TASK BRIEF – As an exercise in exact copying, transcribe the lines below from the one holding "signboard, one line per instance." through the last, with both ends included and pictures left out.

AVAILABLE DATA –
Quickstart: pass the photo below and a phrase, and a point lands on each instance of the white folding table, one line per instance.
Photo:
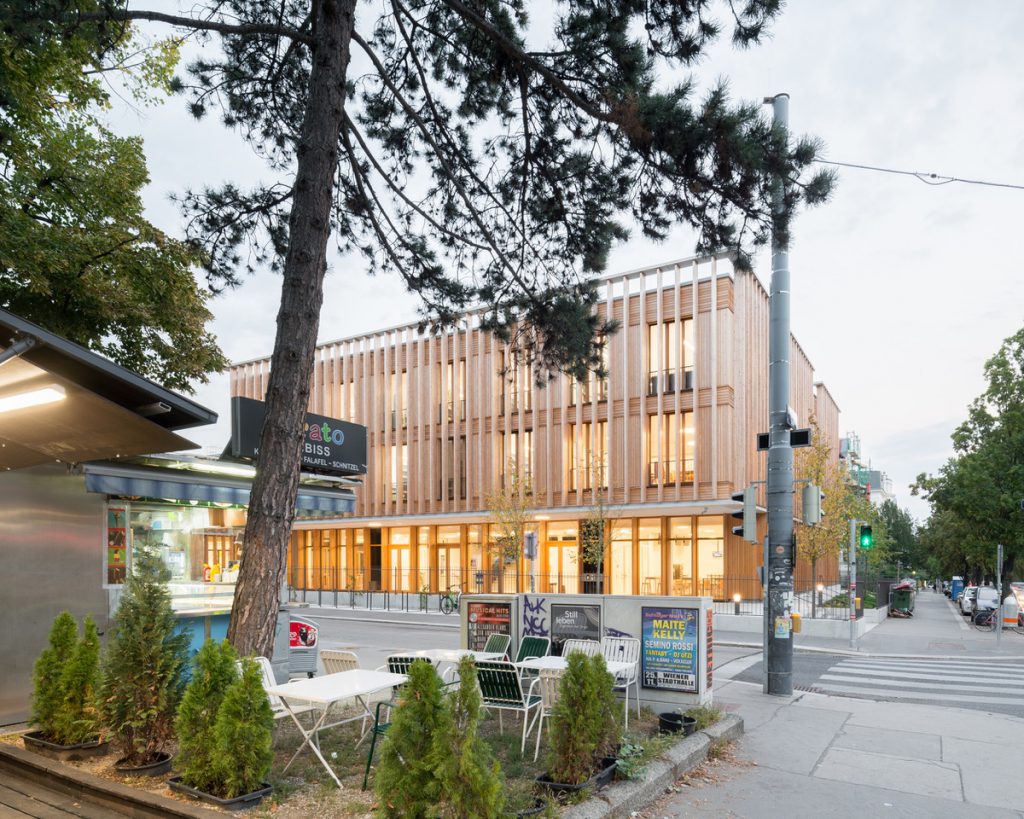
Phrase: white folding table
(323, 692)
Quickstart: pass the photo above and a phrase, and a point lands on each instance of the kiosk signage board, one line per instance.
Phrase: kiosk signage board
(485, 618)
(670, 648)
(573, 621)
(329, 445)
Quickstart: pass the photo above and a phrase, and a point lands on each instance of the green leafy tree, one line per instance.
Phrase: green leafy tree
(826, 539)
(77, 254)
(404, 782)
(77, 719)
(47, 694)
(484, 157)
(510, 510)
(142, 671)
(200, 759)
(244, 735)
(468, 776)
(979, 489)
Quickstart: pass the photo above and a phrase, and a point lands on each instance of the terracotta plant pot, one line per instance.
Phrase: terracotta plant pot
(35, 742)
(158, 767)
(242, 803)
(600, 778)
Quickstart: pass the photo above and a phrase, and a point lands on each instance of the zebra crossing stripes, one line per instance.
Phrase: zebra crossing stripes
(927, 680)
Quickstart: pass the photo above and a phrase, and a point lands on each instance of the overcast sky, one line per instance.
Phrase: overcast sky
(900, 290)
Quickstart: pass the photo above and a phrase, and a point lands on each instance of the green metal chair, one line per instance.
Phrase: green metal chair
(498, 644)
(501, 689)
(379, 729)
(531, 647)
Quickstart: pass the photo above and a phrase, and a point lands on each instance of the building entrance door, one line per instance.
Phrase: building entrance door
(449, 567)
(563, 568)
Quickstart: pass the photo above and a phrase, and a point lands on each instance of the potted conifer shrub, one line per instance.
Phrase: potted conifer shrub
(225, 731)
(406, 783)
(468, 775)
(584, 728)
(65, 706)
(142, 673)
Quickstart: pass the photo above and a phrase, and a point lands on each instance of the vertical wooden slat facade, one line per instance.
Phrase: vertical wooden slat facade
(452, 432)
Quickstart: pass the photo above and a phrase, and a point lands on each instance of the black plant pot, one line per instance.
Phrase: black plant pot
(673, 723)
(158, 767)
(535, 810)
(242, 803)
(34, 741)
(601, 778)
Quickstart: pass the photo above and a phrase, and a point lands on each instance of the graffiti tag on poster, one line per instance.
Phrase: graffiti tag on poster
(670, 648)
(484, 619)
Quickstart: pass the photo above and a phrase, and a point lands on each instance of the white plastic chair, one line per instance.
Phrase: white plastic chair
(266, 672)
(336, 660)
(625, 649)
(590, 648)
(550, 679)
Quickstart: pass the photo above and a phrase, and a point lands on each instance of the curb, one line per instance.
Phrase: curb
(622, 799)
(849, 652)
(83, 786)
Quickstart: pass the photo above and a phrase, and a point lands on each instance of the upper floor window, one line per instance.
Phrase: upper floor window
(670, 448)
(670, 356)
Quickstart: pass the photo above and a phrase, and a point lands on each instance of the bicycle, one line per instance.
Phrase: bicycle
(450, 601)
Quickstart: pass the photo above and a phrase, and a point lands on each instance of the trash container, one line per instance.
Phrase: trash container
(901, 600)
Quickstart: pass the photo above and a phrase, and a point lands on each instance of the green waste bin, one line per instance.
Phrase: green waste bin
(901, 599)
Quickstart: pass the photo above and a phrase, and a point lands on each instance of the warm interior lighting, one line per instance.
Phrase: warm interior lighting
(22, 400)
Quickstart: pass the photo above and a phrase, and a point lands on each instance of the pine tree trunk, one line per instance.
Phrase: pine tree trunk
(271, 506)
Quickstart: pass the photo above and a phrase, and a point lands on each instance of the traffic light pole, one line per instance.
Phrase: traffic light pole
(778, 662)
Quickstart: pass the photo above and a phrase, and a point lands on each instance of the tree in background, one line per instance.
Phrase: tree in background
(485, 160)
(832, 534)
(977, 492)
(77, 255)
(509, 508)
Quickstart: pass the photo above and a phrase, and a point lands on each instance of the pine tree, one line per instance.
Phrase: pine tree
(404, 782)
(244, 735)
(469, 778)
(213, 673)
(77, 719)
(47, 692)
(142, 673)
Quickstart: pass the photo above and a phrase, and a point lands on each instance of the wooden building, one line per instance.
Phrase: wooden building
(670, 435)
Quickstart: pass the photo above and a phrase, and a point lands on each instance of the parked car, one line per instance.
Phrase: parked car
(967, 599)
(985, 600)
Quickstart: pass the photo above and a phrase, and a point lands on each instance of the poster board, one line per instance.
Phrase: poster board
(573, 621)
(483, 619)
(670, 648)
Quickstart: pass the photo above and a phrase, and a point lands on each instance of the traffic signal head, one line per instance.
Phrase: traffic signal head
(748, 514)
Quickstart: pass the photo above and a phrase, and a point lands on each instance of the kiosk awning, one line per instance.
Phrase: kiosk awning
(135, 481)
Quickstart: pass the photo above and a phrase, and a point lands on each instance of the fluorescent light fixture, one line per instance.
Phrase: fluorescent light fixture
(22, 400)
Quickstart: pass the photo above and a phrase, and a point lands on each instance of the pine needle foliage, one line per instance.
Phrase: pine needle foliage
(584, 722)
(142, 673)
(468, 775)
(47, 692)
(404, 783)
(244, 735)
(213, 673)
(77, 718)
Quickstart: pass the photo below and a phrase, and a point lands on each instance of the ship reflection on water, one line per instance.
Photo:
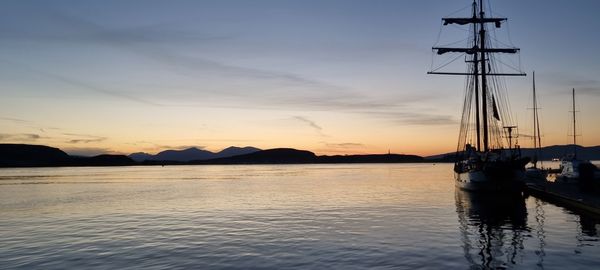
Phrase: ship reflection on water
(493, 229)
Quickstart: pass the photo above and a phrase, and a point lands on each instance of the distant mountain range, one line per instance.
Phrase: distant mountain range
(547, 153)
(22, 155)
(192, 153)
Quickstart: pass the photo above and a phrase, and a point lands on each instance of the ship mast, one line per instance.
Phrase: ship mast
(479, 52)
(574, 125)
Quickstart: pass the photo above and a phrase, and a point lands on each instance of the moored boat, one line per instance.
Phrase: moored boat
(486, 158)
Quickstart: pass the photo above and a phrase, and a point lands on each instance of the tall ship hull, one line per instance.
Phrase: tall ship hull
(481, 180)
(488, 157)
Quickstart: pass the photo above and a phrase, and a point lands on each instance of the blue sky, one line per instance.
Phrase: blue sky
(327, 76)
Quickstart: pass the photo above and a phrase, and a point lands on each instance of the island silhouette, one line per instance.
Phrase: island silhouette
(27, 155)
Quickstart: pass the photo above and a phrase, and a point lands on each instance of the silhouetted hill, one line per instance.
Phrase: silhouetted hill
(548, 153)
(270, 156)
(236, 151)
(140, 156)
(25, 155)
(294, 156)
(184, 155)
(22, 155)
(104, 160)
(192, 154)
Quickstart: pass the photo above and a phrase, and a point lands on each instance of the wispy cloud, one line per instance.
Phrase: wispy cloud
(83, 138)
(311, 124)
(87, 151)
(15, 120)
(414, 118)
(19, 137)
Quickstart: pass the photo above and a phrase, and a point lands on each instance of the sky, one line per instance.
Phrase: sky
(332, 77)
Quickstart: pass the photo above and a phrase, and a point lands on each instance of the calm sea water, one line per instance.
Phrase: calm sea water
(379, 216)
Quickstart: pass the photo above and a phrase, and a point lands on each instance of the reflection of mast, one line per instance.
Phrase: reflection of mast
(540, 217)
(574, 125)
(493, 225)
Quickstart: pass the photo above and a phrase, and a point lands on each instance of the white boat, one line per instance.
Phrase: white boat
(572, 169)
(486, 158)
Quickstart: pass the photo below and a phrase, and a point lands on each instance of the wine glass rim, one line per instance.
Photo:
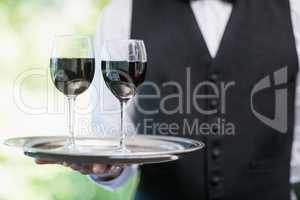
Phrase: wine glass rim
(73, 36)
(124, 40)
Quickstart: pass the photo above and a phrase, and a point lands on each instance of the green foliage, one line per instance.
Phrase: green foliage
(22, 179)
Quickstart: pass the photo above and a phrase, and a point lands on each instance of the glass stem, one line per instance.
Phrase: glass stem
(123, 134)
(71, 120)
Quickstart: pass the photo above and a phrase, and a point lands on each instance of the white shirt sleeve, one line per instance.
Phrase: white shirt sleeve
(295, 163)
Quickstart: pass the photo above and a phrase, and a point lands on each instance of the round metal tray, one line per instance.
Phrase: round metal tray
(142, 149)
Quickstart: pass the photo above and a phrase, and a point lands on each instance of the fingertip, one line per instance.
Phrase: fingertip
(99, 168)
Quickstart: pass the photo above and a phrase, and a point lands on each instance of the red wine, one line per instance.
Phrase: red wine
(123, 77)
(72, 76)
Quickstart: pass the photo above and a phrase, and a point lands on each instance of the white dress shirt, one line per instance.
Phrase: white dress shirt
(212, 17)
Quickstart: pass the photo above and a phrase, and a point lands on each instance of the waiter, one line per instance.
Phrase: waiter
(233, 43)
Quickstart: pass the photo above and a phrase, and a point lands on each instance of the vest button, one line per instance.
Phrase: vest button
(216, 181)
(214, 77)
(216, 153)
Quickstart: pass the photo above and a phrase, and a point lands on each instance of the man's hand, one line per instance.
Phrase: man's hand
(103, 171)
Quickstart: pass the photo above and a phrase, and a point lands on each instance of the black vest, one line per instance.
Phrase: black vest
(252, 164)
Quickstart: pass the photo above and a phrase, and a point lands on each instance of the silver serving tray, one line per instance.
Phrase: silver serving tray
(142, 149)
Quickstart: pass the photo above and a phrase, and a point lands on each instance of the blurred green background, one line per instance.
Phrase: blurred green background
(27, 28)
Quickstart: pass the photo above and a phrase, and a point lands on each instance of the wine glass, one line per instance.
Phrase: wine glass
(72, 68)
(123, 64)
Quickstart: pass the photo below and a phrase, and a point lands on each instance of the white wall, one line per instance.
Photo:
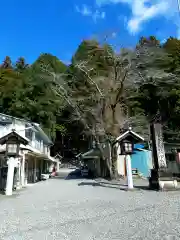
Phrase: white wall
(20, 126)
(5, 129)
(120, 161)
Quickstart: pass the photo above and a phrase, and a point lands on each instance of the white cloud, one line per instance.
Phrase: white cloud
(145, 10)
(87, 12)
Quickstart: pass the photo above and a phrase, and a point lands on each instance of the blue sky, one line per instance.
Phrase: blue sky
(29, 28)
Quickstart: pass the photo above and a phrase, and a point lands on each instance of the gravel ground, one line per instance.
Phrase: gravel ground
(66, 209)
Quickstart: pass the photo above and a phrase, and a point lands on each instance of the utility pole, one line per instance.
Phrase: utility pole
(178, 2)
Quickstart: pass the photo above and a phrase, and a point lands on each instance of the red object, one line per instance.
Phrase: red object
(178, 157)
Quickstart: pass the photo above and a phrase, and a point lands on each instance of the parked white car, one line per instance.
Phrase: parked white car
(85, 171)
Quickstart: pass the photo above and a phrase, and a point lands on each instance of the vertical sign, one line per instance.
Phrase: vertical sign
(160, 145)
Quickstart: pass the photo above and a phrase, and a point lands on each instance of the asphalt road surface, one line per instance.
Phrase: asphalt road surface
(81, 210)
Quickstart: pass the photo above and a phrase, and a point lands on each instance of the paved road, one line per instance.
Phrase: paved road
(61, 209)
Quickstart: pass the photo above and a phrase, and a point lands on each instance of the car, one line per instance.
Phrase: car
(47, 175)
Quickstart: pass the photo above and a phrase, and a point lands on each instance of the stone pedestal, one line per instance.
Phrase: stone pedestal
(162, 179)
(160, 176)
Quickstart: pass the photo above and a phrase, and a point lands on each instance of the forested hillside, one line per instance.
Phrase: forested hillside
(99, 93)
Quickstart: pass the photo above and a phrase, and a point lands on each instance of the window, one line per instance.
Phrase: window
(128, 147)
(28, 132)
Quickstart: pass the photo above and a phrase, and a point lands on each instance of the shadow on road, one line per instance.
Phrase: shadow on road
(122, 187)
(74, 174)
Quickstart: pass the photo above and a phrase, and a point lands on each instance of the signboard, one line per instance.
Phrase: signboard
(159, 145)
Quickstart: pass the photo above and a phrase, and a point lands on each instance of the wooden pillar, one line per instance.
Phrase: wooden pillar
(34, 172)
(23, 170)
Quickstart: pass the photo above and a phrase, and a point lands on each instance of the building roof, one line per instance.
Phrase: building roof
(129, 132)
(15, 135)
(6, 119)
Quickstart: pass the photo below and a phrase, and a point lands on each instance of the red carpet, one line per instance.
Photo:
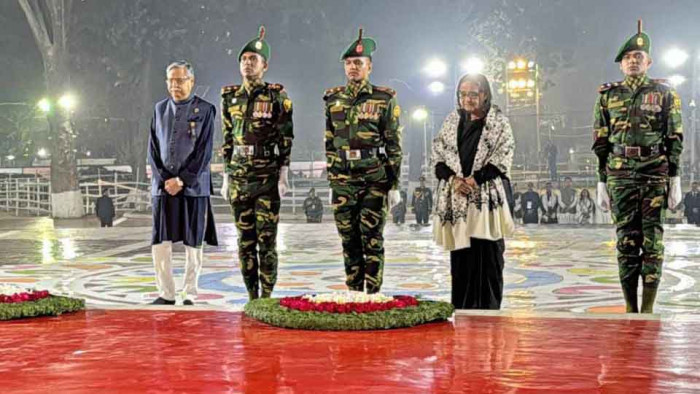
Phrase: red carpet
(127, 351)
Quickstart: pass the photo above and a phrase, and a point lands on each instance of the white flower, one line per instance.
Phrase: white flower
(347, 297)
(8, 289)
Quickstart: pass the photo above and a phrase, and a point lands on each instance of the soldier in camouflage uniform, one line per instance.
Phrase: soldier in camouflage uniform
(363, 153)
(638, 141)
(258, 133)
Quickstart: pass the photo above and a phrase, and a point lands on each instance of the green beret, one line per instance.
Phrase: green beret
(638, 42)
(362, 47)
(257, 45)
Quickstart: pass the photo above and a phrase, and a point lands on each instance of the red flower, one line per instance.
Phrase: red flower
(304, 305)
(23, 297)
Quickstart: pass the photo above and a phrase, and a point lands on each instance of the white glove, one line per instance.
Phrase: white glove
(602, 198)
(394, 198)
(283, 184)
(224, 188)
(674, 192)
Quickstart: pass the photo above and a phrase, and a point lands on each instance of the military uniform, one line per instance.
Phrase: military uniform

EXERCISE OUTPUT –
Quickstart: pass the photo above and a phrase, and a point lands on each instance of the signboard, one line per instance.
Phrase: signboard
(159, 145)
Quickstart: pass the photo above and a phrase, and a point lands on each instance of the wooden pillar, one line per instance.
Phrase: wooden pillar
(34, 172)
(23, 170)
Quickstart: pass the photo above and a phrase, and a point lands on each instance of the building roof, one line per instance.
Phrase: building roof
(129, 132)
(15, 135)
(6, 119)
Quickstart: pass the photo below and a phrase, and a point lands on each instance of the red carpet, one line per instance.
Photo:
Phrase: red carpet
(127, 351)
Quickstart: pass the photo above and a phrase, and a point lands on each instance of the white flower, one line per instance.
Phrase: white flower
(347, 297)
(8, 289)
Quickstart: pass the photo above and a phrase, and a point lands on each instance of the soldier in camouflage uniform, one line per instance.
Phrase: soldier in camouflage uniform
(363, 153)
(638, 141)
(258, 133)
Quickstart: pass the photo above and a phrase, and a point lands on each instance of the green beret, one line per instance.
Phrase: green beret
(638, 42)
(362, 47)
(257, 45)
Quickstart: pass the photo above and a phrase, and a point lands on each instance of the red flower, one line per instance.
Phrase: red flower
(304, 305)
(23, 297)
Quickstart: pass the photo above and a phrase, and a point lands on each instance of the white glove, one line per instance.
Phrase: white glove
(602, 198)
(394, 198)
(283, 184)
(224, 188)
(674, 192)
Quickstart: pass the photo above and a phrase, and a point lands on each instance of the military uniform, one line per instance.
Phrase: military uniform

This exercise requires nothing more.